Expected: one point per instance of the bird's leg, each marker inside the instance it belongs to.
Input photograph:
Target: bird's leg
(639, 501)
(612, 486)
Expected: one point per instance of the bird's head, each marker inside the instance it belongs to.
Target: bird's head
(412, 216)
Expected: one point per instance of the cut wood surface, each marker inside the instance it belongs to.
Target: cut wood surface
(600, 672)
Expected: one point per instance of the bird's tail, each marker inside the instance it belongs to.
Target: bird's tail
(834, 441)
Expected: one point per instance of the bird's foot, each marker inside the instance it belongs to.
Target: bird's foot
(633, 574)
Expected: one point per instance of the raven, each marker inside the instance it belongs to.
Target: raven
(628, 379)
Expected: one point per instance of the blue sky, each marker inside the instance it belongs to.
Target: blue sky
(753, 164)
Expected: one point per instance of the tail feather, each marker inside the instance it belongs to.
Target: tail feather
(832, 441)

⁂

- **Goal**:
Please copy out every one of the entries above word for word, changing nothing.

- **Task output**:
Expected: one point per instance of the bird's leg, each marker inside the instance it belongs to.
Input photograph:
Target: bird's leg
(639, 501)
(612, 486)
Expected: one point per instance of the bird's head, each marker inside the instance it belongs to.
Target: bird's head
(412, 216)
Expected: one point per instance of the cut wood surface, each marker inside the instance it belongs to.
Target: cut wood surface
(600, 672)
Expected: one point per instance of the bird's tail, each marker inside the instance it belongs to.
Target: bird's tail
(834, 441)
Expected: one point per instance of the bird's foot, each marker inside the instance it belongs to.
Target: bird's foot
(633, 574)
Expected: one point per instance of the raven, each marker inside the instance it belongs to.
Target: raven
(628, 379)
Expected: one point per instance of the blue sky, each marker inside the instance it belongs to.
Target: blue sky
(753, 164)
Expected: one point per instance of the tail feather, each marker inside the instance it belongs to.
Target: tail feather
(832, 441)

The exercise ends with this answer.